**Tasks to carry out:**
(a) In the excerpt on preprocessing optimization, rewrite the passage from "At this point, 4-5x" up to and including "in some cases.", swapping "ngram" for "n-gram".
(b) Name every lookup method listed in the table of the excerpt on preprocessing optimization.

**Page excerpt:**

________________

The new letters replacement implementation has doubled the preprocessing speed compared to the previously optimized version using match statements, and it is four to five times faster than the original version!

Optimization attempt #4: Going nuclear with branchless ngram lookups

At this point, 4-5x improvement might seem like a lot and there is no point pursuing any further optimizations. After all, using an ngram lookup with a match statement has beaten the following methods, with benchmarks omitted for brevity:

Lookup method	Description
std::collections::HashMap	Uses Google’s SwissTable design with SIMD lookups to scan multiple hash entries in parallel.
Aho-Corasick matcher with and without DFA	Also utilizes SIMD instructions in some cases.
phf crate	A library to generate efficient lookup tables at compile time using perfect hash functions.
ph crate	Another Rust library of data structures based on perfect hashing.
quickphf crate	A Rust crate that allows you to use static compile-time generated hash maps and hash sets using PTHash perfect hash functions.

________________

Dataset excerpts on object pointing:
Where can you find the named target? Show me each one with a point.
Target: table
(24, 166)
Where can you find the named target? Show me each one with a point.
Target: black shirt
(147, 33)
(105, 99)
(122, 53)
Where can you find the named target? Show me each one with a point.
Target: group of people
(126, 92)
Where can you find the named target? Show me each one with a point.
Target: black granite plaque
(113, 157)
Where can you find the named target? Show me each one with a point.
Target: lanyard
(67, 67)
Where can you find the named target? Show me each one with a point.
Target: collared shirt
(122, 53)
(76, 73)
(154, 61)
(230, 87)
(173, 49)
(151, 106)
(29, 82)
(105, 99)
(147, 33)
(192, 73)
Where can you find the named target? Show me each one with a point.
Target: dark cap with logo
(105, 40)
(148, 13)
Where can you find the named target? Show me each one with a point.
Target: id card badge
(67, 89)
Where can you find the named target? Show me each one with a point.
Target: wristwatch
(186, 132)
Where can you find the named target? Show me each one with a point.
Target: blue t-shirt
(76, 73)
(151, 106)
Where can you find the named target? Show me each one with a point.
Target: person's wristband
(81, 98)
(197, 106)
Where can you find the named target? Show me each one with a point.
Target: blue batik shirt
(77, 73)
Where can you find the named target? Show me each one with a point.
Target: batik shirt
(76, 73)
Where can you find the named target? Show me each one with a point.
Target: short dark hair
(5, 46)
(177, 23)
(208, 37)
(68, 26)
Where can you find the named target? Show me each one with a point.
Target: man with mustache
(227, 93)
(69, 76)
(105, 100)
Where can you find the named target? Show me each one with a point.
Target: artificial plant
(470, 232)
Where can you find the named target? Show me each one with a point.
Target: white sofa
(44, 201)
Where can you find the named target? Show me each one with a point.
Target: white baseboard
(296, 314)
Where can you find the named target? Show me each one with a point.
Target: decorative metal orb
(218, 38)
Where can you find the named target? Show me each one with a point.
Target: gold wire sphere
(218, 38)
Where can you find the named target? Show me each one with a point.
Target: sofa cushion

________________

**Responses:**
(a)
At this point, 4-5x improvement might seem like a lot and there is no point pursuing any further optimizations. After all, using an n-gram lookup with a match statement has beaten the following methods, with benchmarks omitted for brevity:

Lookup method	Description
std::collections::HashMap	Uses Google’s SwissTable design with SIMD lookups to scan multiple hash entries in parallel.
Aho-Corasick matcher with and without DFA	Also utilizes SIMD instructions in some cases.

(b)
std::collections::HashMap
Aho-Corasick matcher with and without DFA
phf crate
ph crate
quickphf crate